— WHAT TO WORK ON —
Can you format every line of the material below as a numbered list, leaving out the blank lines?

Start of TASK DATA

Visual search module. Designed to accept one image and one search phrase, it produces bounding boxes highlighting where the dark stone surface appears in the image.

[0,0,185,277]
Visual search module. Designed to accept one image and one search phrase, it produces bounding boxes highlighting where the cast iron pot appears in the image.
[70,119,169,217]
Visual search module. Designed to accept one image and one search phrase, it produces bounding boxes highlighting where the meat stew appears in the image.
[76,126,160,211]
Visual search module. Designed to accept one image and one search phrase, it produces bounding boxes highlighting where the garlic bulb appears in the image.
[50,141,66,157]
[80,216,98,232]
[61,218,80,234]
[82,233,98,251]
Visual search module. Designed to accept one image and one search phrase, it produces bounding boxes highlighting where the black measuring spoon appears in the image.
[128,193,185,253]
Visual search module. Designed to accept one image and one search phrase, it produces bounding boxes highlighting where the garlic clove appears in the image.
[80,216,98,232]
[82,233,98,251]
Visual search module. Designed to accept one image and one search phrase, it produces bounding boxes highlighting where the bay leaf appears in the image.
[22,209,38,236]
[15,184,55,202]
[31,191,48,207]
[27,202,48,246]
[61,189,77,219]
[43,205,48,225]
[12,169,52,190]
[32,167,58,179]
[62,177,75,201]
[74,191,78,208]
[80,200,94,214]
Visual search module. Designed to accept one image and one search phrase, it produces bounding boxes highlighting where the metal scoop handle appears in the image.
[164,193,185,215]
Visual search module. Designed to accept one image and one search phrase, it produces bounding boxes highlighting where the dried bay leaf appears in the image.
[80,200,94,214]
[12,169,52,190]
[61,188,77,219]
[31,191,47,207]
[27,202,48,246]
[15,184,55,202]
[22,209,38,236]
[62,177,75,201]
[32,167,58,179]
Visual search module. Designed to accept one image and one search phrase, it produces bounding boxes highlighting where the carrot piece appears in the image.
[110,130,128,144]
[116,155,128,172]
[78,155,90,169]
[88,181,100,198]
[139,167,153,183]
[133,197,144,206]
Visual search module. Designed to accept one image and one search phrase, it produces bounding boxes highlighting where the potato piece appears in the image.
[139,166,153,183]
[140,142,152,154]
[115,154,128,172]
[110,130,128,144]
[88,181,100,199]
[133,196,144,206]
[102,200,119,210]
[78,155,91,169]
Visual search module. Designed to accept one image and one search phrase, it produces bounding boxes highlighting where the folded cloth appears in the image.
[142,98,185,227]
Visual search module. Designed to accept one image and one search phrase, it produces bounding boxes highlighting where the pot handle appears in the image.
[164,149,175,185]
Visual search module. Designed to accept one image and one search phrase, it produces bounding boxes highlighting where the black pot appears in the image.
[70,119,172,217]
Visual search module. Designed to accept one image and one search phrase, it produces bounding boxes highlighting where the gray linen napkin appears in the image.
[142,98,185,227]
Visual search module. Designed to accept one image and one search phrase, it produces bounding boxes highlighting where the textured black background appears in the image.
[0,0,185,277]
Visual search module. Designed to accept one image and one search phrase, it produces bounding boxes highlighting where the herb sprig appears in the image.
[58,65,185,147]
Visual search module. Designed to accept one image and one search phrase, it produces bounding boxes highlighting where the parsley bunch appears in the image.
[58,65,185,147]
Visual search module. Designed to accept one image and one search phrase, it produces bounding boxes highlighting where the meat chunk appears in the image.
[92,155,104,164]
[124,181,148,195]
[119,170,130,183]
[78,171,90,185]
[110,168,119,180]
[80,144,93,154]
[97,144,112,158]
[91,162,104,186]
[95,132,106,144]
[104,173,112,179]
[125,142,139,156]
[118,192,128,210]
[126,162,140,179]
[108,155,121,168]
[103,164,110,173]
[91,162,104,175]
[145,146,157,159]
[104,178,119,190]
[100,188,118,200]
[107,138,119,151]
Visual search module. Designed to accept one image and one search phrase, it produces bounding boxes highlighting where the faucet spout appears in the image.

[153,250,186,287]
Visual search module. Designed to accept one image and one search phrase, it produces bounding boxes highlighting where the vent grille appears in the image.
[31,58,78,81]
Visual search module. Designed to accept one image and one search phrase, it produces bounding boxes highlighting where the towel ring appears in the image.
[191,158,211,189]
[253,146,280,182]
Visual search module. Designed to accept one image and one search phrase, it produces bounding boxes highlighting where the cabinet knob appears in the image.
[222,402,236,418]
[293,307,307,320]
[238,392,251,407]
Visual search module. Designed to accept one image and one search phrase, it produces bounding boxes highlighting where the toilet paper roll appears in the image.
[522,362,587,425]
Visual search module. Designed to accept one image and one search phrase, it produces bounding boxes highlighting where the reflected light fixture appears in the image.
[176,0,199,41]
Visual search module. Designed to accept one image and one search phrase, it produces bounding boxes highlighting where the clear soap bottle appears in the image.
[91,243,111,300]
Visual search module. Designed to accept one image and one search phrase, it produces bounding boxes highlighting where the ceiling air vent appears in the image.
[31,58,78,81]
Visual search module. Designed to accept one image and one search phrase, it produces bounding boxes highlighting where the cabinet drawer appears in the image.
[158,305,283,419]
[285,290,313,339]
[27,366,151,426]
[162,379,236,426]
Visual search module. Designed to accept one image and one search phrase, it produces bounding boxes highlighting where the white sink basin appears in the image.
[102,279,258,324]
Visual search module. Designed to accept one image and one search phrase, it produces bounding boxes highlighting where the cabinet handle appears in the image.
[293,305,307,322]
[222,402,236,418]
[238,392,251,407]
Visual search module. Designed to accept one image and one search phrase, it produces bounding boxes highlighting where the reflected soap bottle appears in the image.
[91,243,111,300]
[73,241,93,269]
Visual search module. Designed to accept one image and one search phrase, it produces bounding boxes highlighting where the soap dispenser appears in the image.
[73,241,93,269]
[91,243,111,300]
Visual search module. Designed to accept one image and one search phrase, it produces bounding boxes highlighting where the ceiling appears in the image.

End of TASK DATA

— WRITTEN ANSWER —
1. Visual search module. Designed to accept one image and one search phrase, it produces bounding boxes highlighting where the dark stone surface appears in the image.
2. [0,0,185,277]
3. Visual search module. Designed to accept one image and one search phrase, it produces bounding boxes highlighting where the cast iron pot appears in the image.
4. [70,119,169,217]
5. Visual search module. Designed to accept one image and one search phrase, it produces bounding boxes highlighting where the meat stew appears in the image.
6. [76,126,160,211]
7. Visual search module. Designed to accept one image and one search phrase, it produces bounding boxes highlighting where the garlic bulb appears in the image.
8. [50,141,66,157]
9. [80,216,98,232]
10. [61,218,80,234]
11. [82,233,98,251]
12. Visual search module. Designed to accept one image and one search phrase, it produces bounding boxes highlighting where the black measuring spoon appears in the image.
13. [128,193,185,253]
14. Visual search module. Designed to accept one image and one search phrase, it produces bounding boxes highlighting where the garlic clove appears in the image.
15. [80,216,98,232]
16. [82,233,98,251]
17. Visual search module. Designed to accept one image and one search phrase, it produces bounding boxes highlighting where the bay leaf appears in the image.
18. [22,209,38,236]
19. [15,184,55,202]
20. [31,191,48,207]
21. [27,202,48,246]
22. [61,189,77,219]
23. [43,205,48,225]
24. [12,169,52,190]
25. [32,167,58,179]
26. [62,177,75,201]
27. [74,191,78,208]
28. [80,200,94,214]
29. Visual search module. Designed to accept one image and one search phrase, it produces bounding boxes highlighting where the metal scoop handle appears in the image.
30. [164,193,185,215]
31. Visual search module. Designed to accept one image and one search phrase, it produces bounding boxes highlighting where the dried bay leaf appears in the image.
32. [80,200,94,214]
33. [12,169,52,190]
34. [61,188,77,219]
35. [31,191,47,207]
36. [27,202,48,246]
37. [15,184,55,202]
38. [22,209,38,236]
39. [62,177,75,201]
40. [32,167,58,179]
41. Visual search module. Designed to accept one image and one search phrase, it produces bounding boxes highlighting where the carrot piece appears in the image.
42. [110,130,128,144]
43. [116,155,128,172]
44. [78,155,90,169]
45. [88,181,100,198]
46. [139,167,153,183]
47. [133,197,144,206]
48. Visual search module. Designed to accept one image and one search phrase, it produces bounding boxes highlighting where the potato piece appears in the image.
49. [139,166,153,183]
50. [140,142,152,154]
51. [115,154,128,172]
52. [110,130,128,144]
53. [88,181,100,199]
54. [133,196,144,206]
55. [102,200,119,210]
56. [78,155,91,169]
57. Visual search module. Designed to accept one image and one search phrase, it produces bounding boxes highlighting where the folded cloth appears in the image.
58. [142,98,185,227]
59. Visual search module. Designed to accept one image and one search phrase, it produces bounding boxes highlighting where the pot handle appears in the image.
60. [164,149,175,185]
61. Visual search module. Designed to accept one image and one search phrase, it produces bounding boxes highlighting where the black pot appears in the image.
62. [70,119,172,217]
63. Visual search module. Designed to accept one image and one search phrase, it produces bounding boxes highlighting where the gray linen napkin appears in the image.
64. [142,98,185,227]
65. Visual search module. Designed to accept one image and one search phrase, it produces bounding boxes highlighting where the textured black background appears in the image.
66. [0,0,185,277]
67. Visual search module. Designed to accept one image and one search phrase, it produces bounding boxes highlighting where the herb sprig appears in the image.
68. [58,65,185,147]
69. Visual search module. Designed to accept one image and one search phrase, it produces bounding boxes highlighting where the parsley bunch appears in the image.
70. [58,65,185,147]
71. Visual search module. Designed to accept one image and one search phrase, it produces bounding boxes highlighting where the meat chunk appears in the image.
72. [92,155,104,164]
73. [124,181,148,195]
74. [119,170,130,183]
75. [78,171,90,185]
76. [110,168,119,180]
77. [80,144,93,154]
78. [97,144,112,158]
79. [91,162,104,186]
80. [95,132,106,144]
81. [104,173,112,179]
82. [125,142,139,156]
83. [118,192,128,210]
84. [126,162,140,179]
85. [108,155,121,168]
86. [103,164,110,173]
87. [91,162,104,175]
88. [145,146,157,159]
89. [104,178,119,190]
90. [100,188,118,200]
91. [107,138,119,151]
92. Visual search module. Designed to accept one image and one search phrase, it produces bounding boxes highlighting where the faucet spout appears in the image.
93. [153,250,186,287]
94. Visual search module. Designed to accept one image and one search phrase, it produces bounding boxes highlighting where the vent grille appears in the image.
95. [31,58,78,81]
96. Visual search module. Designed to accept one image and one search phrase, it produces bounding boxes highlighting where the towel ring appears in the image.
97. [191,158,211,189]
98. [253,146,280,182]
99. Visual search module. Designed to accept one image and one search phrase, it produces bounding boxes highlighting where the cabinet knob appears in the image.
100. [222,402,236,418]
101. [293,307,307,320]
102. [238,392,251,407]
103. Visual search module. Designed to accept one image and one search phrase, it produces bounding boxes highlighting where the toilet paper roll appears in the image.
104. [522,362,587,425]
105. Visual search module. Designed to accept one image and one search phrase, it produces bounding boxes highlighting where the reflected light fixture appears in the image.
106. [176,0,199,41]
107. Visual search module. Designed to accept one image and one search phrase, it produces bounding boxes highlighting where the clear soap bottle appears in the image.
108. [91,243,111,300]
109. Visual search module. Designed to accept one image and one search phrase, it produces bounding boxes highlighting where the ceiling air vent appears in the image.
110. [31,58,78,81]
111. Visual search module. Designed to accept one image and one search phrase, it produces bounding boxes highlighting where the cabinet drawer appears in the image.
112. [158,305,283,419]
113. [285,290,313,339]
114. [27,366,151,426]
115. [162,379,236,426]
116. Visual search module. Designed to accept one image and one search phrase, it produces bounding boxes highlighting where the white sink basin appears in the image.
117. [102,279,258,324]
118. Visual search module. Designed to accept one image and one search phrase, it produces bounding boxes highlighting where the cabinet handle appears in the image.
119. [293,305,307,322]
120. [222,402,236,418]
121. [238,392,251,407]
122. Visual search module. Designed to accept one image and one search phrase, it produces bounding boxes highlighting where the reflected soap bottle appears in the image.
123. [91,243,111,300]
124. [73,241,93,269]
125. Visual search module. Designed to accept one image and one search phrase, it produces bounding boxes highlighting where the soap dispenser appears in the image.
126. [73,241,93,269]
127. [91,243,111,300]
128. Visual search module. Designed to accept one image and one search phrase, it produces bounding boxes highlighting where the ceiling appears in the image.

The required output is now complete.